■ EXERCISE INSTRUCTIONS: Pick out every line in the records below that contains the word "each", and copy those lines.

■ RECORDS TO PROCESS:

=====

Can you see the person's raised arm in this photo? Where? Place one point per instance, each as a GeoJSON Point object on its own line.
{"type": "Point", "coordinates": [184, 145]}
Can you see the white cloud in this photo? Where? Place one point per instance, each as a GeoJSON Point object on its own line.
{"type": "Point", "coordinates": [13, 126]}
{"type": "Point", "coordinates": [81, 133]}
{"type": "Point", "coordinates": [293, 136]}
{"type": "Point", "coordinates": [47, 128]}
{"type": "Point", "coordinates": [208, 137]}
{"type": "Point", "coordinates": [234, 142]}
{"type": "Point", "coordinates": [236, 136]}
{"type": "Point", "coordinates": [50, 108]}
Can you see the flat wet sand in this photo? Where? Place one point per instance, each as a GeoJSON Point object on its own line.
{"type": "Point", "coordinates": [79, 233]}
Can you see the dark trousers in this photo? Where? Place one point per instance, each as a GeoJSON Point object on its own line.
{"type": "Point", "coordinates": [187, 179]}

=====

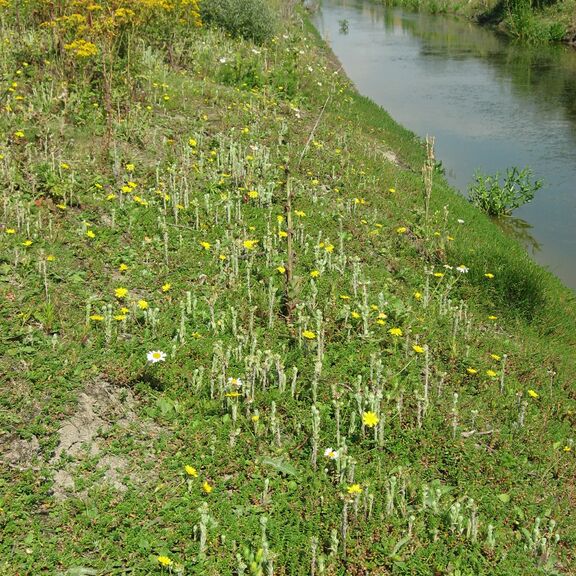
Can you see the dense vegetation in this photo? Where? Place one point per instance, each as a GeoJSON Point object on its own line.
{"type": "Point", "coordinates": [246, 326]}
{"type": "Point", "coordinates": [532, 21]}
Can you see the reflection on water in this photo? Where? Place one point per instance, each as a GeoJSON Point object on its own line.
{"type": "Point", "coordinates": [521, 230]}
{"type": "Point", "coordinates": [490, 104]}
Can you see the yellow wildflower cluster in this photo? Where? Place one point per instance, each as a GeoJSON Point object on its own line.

=====

■ WRITTEN ANSWER:
Can you see the person's raised arm in this photo? Where? Place one point per instance, each as a GeoJSON Point object on its own line.
Can you see the white cloud in this photo? Where? Place one point per instance, each as a GeoJSON Point object on its own line.
Can you see the flat wet sand in this photo? Where? Place one point per instance, each as a GeoJSON Point object on its own line.
Can you see the dark trousers in this photo? Where? Place one point per instance, each as a GeoJSON Point object on its own line.
Can you see the dense vegetation in this photo? Where? Place one point per instance, each as a GeoJSON Point object on its own line.
Can you see the reflection on water in this photo? Where? Place one point per instance, each as a GeoJSON Point object on its own line.
Can you see the yellow wildflower cluster in this photo? Where? Place one point per instance, each as a GeoJSON Point object on its own line.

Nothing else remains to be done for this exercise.